Dataset entries
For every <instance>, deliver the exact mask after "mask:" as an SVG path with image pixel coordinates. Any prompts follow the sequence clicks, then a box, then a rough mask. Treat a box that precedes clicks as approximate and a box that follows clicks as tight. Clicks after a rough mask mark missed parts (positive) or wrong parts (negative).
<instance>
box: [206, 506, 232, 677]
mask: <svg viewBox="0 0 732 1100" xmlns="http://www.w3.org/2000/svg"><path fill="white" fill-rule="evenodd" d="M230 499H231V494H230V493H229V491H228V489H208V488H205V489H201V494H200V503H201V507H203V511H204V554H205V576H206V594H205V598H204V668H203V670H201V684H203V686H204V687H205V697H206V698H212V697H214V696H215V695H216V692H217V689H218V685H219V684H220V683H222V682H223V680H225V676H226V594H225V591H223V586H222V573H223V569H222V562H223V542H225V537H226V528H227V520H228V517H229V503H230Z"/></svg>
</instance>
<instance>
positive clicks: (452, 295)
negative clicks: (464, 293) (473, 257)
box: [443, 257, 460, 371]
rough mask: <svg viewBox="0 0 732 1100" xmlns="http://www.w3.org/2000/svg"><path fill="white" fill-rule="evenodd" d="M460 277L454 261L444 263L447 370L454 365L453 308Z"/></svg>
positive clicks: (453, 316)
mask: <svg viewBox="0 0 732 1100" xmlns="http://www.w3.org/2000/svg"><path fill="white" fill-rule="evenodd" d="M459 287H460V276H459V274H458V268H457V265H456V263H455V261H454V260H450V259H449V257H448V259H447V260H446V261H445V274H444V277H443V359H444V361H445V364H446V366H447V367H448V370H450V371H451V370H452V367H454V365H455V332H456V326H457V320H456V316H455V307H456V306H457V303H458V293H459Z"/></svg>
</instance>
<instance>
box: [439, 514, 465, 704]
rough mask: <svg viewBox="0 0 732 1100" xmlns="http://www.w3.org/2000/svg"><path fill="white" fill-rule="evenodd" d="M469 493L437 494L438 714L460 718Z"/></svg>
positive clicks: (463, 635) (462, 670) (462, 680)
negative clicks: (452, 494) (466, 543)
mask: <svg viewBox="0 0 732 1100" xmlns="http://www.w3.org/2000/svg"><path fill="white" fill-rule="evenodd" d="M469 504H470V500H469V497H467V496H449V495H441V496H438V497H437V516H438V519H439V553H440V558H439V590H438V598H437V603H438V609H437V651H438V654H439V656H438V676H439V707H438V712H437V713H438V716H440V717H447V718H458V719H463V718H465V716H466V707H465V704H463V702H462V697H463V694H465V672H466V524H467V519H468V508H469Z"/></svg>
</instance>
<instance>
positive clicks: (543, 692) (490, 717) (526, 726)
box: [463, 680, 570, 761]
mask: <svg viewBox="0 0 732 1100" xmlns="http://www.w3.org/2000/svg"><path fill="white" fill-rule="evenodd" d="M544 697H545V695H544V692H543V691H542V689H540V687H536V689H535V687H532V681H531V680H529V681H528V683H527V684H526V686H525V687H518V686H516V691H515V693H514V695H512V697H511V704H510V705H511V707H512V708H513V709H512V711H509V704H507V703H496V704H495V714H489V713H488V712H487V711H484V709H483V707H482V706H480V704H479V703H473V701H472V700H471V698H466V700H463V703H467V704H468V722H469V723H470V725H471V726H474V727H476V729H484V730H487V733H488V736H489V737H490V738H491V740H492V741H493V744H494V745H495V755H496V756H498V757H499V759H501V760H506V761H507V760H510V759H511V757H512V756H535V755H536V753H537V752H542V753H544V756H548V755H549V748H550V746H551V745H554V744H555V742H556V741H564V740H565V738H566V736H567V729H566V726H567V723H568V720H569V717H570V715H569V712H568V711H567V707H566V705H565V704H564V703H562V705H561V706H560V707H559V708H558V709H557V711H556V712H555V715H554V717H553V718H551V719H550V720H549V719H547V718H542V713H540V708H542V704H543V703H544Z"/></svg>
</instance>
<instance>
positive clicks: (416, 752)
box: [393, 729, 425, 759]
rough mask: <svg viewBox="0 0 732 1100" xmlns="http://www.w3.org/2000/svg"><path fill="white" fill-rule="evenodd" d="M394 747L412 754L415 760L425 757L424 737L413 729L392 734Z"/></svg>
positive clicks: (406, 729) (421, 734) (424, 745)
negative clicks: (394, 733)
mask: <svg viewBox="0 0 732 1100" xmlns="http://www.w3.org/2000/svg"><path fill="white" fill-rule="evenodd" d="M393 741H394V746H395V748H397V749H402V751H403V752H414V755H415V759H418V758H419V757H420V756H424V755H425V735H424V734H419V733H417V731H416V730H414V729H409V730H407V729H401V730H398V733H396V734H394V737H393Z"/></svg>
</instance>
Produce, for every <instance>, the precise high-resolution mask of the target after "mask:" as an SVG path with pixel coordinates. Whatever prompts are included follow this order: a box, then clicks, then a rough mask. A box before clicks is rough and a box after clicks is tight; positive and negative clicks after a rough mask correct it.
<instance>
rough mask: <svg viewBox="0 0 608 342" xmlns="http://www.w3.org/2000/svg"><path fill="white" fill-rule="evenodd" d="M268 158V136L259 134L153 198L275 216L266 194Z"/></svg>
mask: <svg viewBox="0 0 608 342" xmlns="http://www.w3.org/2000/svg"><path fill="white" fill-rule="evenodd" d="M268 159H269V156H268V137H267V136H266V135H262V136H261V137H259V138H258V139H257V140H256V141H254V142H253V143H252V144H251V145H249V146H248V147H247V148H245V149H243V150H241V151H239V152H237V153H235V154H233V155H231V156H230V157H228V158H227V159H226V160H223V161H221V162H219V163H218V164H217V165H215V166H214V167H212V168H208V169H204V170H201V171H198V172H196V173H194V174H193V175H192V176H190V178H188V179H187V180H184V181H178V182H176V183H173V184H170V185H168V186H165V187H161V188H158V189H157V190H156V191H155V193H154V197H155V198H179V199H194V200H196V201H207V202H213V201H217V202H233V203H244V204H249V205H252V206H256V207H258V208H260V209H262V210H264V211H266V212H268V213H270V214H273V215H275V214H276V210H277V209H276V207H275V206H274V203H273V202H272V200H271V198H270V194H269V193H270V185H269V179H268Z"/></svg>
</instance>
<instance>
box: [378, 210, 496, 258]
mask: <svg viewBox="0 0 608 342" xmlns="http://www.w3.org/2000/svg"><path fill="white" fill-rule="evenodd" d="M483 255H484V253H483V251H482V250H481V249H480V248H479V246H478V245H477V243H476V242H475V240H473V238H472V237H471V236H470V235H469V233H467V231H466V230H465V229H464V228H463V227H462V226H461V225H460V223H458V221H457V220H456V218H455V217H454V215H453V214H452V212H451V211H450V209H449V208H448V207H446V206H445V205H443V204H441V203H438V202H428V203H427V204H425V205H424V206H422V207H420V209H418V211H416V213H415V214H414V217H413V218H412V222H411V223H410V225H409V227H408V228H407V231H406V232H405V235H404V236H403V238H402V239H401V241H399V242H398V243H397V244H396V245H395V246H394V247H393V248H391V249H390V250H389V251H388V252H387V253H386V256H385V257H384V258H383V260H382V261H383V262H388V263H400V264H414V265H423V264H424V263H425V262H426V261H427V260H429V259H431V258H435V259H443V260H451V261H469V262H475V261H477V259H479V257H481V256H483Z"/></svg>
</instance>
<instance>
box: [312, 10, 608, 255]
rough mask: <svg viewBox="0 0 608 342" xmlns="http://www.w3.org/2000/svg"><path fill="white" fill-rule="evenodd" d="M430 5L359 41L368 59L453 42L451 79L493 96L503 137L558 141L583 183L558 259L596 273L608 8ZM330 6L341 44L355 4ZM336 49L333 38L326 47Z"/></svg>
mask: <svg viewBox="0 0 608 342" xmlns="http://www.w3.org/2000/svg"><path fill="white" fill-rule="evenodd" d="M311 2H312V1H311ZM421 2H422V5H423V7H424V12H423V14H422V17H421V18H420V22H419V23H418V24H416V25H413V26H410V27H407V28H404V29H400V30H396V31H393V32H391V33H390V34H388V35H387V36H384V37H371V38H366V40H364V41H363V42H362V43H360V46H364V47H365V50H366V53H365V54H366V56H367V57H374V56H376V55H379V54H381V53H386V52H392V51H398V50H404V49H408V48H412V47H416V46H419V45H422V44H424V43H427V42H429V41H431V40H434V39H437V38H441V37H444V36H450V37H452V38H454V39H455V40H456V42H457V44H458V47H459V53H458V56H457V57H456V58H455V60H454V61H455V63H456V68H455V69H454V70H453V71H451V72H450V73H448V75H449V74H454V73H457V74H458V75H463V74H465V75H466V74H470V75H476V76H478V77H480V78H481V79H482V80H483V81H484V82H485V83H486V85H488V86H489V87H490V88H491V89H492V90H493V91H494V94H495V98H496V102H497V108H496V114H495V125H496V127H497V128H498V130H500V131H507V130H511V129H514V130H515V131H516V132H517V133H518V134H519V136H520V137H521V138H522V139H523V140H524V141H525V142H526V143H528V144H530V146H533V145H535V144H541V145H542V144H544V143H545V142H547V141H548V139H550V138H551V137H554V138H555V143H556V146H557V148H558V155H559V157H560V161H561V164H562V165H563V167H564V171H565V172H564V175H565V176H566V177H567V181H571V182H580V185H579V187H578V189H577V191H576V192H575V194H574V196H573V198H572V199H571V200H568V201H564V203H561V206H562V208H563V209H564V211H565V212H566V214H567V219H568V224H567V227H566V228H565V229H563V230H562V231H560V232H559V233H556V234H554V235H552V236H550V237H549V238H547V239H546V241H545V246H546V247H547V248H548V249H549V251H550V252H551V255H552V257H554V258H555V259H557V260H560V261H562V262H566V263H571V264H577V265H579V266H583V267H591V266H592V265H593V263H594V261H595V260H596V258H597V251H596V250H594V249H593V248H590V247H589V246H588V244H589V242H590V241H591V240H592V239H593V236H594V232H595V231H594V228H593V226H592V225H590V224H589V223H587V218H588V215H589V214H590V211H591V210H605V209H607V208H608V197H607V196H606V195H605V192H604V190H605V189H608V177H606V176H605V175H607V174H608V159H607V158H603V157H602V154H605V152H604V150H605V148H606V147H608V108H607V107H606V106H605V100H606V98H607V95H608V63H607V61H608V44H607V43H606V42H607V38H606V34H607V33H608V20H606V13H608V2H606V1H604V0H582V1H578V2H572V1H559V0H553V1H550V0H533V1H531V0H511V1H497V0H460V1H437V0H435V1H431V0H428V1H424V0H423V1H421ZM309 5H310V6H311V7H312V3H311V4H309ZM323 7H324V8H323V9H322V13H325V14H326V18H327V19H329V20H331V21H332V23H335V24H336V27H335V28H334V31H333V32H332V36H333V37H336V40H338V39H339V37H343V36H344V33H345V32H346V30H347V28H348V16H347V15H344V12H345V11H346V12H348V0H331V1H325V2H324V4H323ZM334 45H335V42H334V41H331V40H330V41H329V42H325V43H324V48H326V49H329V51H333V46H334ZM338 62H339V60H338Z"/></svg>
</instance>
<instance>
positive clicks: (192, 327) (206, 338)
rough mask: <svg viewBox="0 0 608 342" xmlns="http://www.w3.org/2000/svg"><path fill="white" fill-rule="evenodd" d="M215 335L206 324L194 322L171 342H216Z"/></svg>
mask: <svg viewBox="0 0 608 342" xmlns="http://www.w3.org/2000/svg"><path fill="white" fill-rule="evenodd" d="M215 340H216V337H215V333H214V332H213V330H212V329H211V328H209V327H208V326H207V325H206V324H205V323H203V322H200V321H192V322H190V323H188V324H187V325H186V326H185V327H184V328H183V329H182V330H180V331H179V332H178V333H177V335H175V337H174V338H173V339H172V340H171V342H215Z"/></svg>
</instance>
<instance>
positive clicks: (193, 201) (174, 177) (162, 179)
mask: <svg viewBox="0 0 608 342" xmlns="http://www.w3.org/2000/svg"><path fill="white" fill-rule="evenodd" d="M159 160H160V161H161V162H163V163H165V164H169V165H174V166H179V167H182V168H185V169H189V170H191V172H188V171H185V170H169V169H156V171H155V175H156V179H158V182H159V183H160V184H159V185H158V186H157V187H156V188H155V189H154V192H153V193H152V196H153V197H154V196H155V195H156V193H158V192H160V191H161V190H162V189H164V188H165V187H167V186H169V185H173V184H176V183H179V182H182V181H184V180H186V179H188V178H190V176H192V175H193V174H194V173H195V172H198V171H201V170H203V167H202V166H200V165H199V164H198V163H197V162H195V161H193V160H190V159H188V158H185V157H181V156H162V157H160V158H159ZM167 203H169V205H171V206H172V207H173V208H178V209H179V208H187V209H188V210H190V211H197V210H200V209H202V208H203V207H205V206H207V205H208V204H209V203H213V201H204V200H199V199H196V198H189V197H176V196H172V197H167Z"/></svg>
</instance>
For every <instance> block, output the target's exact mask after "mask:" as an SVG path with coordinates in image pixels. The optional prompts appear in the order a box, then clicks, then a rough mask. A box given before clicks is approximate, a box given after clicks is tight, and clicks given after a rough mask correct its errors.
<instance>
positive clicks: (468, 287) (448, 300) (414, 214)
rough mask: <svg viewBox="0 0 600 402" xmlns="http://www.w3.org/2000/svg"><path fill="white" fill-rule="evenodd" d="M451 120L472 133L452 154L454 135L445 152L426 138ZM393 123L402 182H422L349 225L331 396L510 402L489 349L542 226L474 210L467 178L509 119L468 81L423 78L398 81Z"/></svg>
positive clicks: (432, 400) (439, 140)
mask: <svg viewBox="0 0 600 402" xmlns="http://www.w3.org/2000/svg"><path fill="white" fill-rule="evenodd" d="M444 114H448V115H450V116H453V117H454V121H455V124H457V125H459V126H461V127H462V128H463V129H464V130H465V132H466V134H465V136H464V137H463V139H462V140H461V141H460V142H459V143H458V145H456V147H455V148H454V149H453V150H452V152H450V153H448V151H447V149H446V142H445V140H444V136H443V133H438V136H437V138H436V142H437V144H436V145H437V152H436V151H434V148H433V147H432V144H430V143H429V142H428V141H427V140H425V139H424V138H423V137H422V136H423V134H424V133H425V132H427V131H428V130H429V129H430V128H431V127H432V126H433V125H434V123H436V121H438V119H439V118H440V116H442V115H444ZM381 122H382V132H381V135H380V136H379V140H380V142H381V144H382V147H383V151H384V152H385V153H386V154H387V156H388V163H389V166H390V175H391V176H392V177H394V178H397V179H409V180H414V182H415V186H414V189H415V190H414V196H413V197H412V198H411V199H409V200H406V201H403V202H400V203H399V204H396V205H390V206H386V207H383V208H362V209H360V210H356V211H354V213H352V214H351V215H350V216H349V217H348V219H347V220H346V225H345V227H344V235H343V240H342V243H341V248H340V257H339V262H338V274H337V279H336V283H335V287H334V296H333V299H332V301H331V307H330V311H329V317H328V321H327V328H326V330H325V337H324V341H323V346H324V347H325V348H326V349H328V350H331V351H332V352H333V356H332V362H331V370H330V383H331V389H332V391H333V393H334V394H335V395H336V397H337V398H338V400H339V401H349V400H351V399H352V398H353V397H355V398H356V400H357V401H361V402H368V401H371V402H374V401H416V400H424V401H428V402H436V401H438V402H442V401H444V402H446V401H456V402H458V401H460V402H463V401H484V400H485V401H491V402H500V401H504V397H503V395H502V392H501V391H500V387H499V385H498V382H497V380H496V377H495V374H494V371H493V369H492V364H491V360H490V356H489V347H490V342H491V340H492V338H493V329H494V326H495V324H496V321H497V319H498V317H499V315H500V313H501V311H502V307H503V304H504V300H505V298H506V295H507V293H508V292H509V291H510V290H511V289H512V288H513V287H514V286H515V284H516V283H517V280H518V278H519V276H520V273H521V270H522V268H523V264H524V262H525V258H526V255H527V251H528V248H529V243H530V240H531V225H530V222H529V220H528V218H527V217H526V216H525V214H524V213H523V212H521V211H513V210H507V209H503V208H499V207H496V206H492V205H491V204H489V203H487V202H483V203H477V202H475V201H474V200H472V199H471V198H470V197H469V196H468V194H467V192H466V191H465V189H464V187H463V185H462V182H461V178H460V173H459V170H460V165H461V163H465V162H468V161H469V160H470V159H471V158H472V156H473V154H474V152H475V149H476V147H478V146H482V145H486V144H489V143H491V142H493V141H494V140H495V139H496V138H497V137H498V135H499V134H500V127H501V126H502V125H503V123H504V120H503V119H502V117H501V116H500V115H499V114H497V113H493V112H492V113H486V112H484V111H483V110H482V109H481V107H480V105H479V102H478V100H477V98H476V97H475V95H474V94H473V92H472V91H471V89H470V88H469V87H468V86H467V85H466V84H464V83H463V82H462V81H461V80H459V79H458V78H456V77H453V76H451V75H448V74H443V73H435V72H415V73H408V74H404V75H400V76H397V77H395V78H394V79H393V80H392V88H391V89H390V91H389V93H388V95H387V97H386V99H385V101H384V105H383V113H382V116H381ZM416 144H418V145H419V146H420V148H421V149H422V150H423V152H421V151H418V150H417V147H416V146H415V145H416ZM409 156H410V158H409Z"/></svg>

[What the task asks]
The answer must consist of every line from the entries above that contains "exact".

[Written answer]
For every <instance>, deliver the exact mask after "mask:" as an SVG path with image pixel coordinates. Any prompts follow the sequence clicks, then a box, then a rough mask. Treat a box that precedes clicks as approximate and a box that follows clicks as tight. Clicks after a rough mask mark missed parts (positive) or wrong parts (negative).
For every <instance> block, output the target's exact mask after "mask:" as an SVG path with coordinates in image pixels. The optional prompts appear in the order a box, then clicks, then a rough mask. A box given before clicks is approximate, a box given after clicks is tight, and clicks given after a rough mask correct its errors.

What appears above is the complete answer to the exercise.